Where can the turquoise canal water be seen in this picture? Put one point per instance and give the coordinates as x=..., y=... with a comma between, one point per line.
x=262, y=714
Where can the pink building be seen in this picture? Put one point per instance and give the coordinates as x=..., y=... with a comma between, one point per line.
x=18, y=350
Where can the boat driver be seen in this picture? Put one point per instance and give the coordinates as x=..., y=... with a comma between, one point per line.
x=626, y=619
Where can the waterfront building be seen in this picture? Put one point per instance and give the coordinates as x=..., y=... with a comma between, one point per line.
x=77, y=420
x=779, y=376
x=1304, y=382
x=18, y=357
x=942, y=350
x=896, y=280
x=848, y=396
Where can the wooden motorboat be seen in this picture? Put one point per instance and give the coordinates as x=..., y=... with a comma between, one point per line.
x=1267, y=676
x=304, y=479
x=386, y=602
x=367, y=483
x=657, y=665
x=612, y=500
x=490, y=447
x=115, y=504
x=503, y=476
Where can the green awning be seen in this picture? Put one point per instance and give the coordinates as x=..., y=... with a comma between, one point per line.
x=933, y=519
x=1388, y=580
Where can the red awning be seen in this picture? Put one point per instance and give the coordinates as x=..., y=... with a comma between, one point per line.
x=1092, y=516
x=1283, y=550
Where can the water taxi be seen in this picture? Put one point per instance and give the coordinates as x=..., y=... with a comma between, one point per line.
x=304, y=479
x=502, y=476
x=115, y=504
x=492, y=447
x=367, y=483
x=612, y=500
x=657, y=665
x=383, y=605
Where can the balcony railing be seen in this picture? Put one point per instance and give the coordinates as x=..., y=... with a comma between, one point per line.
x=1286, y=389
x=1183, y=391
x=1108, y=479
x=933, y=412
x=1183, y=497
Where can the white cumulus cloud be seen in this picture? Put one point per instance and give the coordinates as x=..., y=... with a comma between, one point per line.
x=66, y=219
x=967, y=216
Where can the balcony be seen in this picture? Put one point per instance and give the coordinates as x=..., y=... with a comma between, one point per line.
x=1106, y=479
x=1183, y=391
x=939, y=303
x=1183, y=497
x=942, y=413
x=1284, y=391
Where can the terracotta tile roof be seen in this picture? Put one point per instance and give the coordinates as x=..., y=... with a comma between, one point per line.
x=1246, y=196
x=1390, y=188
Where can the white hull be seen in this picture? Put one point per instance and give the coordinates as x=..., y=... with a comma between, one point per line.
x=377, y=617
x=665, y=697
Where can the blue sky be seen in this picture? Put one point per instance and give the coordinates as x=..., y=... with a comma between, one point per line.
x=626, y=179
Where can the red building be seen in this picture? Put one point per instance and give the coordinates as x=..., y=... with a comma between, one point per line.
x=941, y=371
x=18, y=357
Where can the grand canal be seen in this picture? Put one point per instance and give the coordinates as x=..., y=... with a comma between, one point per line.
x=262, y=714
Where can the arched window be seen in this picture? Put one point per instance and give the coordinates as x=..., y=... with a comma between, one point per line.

» What is expected:
Write out all the data again, exactly as it appears.

» Correct answer:
Where can the turquoise canal water be seen in this picture? Put one point per instance and give the coordinates as x=..., y=... with a comma between, one point per line.
x=262, y=714
Where can the pink building be seen in this picture? Put one point per instance and give the coordinates as x=..., y=... with a comma between, one point per line.
x=18, y=350
Where can the boat driver be seen in this picture? Put one point per instance and give the coordinates as x=..., y=... with a comma between, one point per line.
x=626, y=619
Where can the waterfront building be seen in this picture? Put one point per instance and give the coordinates as x=..., y=... with a comma between, one point per line.
x=77, y=420
x=779, y=376
x=1304, y=382
x=18, y=357
x=942, y=350
x=896, y=280
x=848, y=396
Where can the wooden motorboat be seen in this picture? Put one point per instance and give the coordinates as x=..., y=... with a comma between, one point per line.
x=1267, y=676
x=304, y=479
x=386, y=602
x=367, y=483
x=657, y=665
x=612, y=500
x=490, y=447
x=115, y=504
x=503, y=476
Where can the green awning be seen in this picture? Put one point per instance and give the coordinates as x=..., y=... with a comma between, one point per line.
x=933, y=519
x=1388, y=580
Where can the red awning be seen in this picture? Put one point per instance and give the coordinates as x=..., y=... with a comma between, one point per line.
x=1092, y=516
x=1283, y=550
Where can the water taxi be seen in this picture? Put one point per instance and give the coordinates as x=..., y=... with a comma between, one point per line.
x=304, y=479
x=502, y=476
x=115, y=504
x=492, y=447
x=367, y=483
x=612, y=500
x=657, y=665
x=383, y=605
Where can the balcony railing be seen in this picture? Put one point per instance and give the coordinates as x=..., y=... with a comma between, one point per line.
x=1286, y=389
x=1183, y=391
x=1108, y=479
x=933, y=412
x=1183, y=497
Where can the white cumulus cloud be seen in this picture? Put one point per instance and give the coordinates as x=..., y=... with a comma between, one point per line.
x=66, y=219
x=967, y=216
Where can the balcony be seen in this picture? Put one point per instance and give the coordinates as x=..., y=... with a comma between, one point per line.
x=1106, y=479
x=1183, y=391
x=939, y=303
x=1183, y=497
x=942, y=413
x=1284, y=391
Where can the terracotta tile roof be seen in this picture? Put one point per instance and give the coordinates as x=..., y=... with a comma between, one point per line.
x=1246, y=196
x=1390, y=188
Where can the white hull be seen in this picture? Put one point per instance and give the coordinates as x=..., y=... with a comma between, one point per line.
x=377, y=617
x=665, y=697
Where can the blue sky be seen in this picture? Put one point per instance and give the coordinates as x=..., y=... with a comma between, one point per line.
x=626, y=179
Where can the red building be seen in this picture? Put one point per instance and give the coordinates as x=..., y=... with a comma between, one point per line.
x=941, y=371
x=18, y=357
Where can the grand canal be seen in this picture? Put one point per instance and give the coordinates as x=..., y=... with a comma between, one point per line.
x=262, y=714
Where can the arched window be seen in this picture? Put one point per instance and give the coordinates as x=..., y=... with a comma between, one point per line.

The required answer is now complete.